WORK TO BE COMPLETED
Return the records that follow, matching each one exactly.
>> Begin EXERCISE MATERIAL
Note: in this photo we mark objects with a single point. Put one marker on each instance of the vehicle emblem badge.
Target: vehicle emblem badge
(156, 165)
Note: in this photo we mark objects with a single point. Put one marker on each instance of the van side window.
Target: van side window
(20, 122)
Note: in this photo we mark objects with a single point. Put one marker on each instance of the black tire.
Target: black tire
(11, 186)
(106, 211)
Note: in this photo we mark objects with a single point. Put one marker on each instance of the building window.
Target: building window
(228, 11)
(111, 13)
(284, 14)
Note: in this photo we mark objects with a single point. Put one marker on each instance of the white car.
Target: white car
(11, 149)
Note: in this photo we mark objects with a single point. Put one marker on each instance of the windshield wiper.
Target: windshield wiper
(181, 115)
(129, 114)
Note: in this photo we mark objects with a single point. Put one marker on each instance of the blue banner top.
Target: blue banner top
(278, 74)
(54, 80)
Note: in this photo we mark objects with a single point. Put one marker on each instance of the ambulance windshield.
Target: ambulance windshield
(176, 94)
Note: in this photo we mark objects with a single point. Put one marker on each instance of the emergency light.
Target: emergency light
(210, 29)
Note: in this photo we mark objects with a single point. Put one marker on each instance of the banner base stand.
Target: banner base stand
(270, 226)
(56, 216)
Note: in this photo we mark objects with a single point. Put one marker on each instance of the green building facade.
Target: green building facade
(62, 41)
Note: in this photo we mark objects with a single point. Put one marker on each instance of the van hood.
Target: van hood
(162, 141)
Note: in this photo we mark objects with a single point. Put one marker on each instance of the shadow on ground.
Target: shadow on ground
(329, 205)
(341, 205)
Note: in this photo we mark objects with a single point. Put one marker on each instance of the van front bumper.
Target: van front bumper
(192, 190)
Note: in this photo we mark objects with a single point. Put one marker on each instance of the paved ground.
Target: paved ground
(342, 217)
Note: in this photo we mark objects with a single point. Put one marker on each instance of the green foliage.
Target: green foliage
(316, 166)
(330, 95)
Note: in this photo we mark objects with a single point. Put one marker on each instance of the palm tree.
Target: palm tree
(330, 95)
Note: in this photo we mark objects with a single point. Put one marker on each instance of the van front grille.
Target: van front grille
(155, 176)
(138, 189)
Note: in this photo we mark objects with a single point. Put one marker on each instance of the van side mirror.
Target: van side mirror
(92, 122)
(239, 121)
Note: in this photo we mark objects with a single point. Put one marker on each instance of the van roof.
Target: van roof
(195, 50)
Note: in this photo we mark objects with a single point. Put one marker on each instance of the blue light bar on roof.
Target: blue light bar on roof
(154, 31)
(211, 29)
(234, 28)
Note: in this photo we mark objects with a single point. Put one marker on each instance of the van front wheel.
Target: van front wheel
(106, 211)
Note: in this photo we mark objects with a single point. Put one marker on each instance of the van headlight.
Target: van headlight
>> End EXERCISE MATERIAL
EXERCISE RESULT
Note: in this photo we mark objects with a single point. Put one marker on each instance of the vehicle emblem badge.
Target: vehicle emblem badge
(156, 165)
Note: in this photo we mark objects with a single point. Put one marker on each instance of the van side window.
Target: van side window
(20, 122)
Note: in this photo we mark objects with a single point. Put one marker on each instance of the black tire.
Target: black tire
(11, 186)
(106, 211)
Note: in this photo we mark objects with a single point. Put one marker on each instance of the building window.
Target: building window
(228, 11)
(111, 13)
(284, 14)
Note: in this photo we mark objects with a single point. Put one marker on each instance of the white car.
Target: white car
(11, 149)
Note: in this photo we mark objects with a single point. Put one marker on each instance of the windshield wiper.
Target: windshield wiper
(181, 115)
(129, 114)
Note: in this photo we mark objects with a single point. Put one marker on each instance of the blue banner top.
Target: blue banner top
(278, 74)
(54, 80)
Note: in this photo we mark objects with a single point. Put one marker on each instance of the ambulance windshield.
Target: ambulance windshield
(176, 94)
Note: in this photo we mark objects with a single point. Put one marker on each instance of the emergency light.
Target: emergency light
(210, 29)
Note: in this photo we mark objects with a single point. Put one marker on each instance of the banner base stand.
Target: banner base stand
(270, 226)
(56, 216)
Note: in this photo we mark objects with a single point. Put one marker on each instance of the green building facade.
Target: green building facade
(62, 41)
Note: in this photo we mark objects with a single point. Put one marker on each instance of the van hood.
Target: van hood
(162, 141)
Note: in this photo we mark objects with a single point. Put one marker on each instance of the shadow on ground.
Target: shadow on ground
(329, 205)
(341, 205)
Note: in this photo we mark objects with a single point. Put one marker on each instance of the van front bumper.
Target: van front bumper
(192, 190)
Note: in this photo we mark objects with a single point. Put one marker on each instance of the paved ground.
Target: paved ground
(342, 217)
Note: in this photo we mark objects with a single point. Put one marker on each instance of the green foliage.
Target: green foliage
(316, 166)
(330, 95)
Note: in this photo we mark objects with a single point. Put one marker on each instance of the palm tree.
Target: palm tree
(330, 95)
Note: in this photo we mark objects with a single point. Put one marker on each instance of the van front grille.
Target: van front grille
(155, 176)
(138, 189)
Note: in this photo we mark objects with a single point. Put one marker on each instance of the van side mirror.
Target: van side mirror
(92, 122)
(239, 121)
Note: in this photo we mark objects with a single point. Put one marker on each instance of the van roof.
Target: van roof
(195, 50)
Note: in this photo we mark objects with a single point. Put one marker on each instance of the blue light bar on roof.
Target: blue light bar on roof
(154, 31)
(211, 29)
(234, 28)
Note: in this photo we mark objects with a single point. Put one marker on each instance of the van front wheel.
Target: van front wheel
(106, 211)
Note: in this photo we mark objects with a single point. Put one marker on each instance of the van headlight.
Target: van headlight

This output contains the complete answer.